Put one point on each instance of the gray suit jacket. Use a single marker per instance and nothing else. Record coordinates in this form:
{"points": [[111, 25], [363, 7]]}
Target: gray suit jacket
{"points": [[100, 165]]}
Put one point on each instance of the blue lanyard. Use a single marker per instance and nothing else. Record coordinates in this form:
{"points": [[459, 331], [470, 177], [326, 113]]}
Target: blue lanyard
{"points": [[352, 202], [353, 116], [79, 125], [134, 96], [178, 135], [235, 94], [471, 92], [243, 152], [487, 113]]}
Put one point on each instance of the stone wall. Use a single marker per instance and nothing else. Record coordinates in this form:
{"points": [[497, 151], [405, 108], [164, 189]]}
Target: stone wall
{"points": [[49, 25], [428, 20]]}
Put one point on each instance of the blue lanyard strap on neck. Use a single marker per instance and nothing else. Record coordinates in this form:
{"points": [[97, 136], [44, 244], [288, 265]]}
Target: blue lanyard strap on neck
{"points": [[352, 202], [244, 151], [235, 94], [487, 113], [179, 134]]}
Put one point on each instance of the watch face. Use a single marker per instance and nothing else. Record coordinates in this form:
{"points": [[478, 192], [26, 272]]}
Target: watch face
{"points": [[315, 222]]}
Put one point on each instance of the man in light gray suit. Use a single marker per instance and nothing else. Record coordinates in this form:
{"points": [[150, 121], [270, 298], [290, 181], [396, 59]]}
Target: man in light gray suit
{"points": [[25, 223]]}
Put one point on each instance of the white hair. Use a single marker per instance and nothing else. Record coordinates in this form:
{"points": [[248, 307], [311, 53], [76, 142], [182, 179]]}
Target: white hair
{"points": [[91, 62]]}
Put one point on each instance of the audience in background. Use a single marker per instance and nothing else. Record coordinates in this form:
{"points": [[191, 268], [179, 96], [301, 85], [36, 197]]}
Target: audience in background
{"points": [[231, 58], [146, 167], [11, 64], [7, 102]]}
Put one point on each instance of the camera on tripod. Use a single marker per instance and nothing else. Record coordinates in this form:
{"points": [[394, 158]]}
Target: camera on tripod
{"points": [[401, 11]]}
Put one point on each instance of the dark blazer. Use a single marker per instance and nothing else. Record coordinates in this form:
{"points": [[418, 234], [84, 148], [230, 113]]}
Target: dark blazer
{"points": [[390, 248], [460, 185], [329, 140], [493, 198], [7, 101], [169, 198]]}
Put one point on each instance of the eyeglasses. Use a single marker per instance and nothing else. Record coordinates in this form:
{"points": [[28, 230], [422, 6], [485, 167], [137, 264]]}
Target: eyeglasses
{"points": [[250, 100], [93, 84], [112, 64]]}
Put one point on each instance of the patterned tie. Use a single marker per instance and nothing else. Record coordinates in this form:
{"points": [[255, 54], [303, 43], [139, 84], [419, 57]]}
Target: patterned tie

====================

The answer should be all lines from the entries above that hold the word "patterned".

## Written response
Put one point on each instance of the patterned tie. Use a single marker per instance and nothing else. Record coordinates in this form:
Target: patterned tie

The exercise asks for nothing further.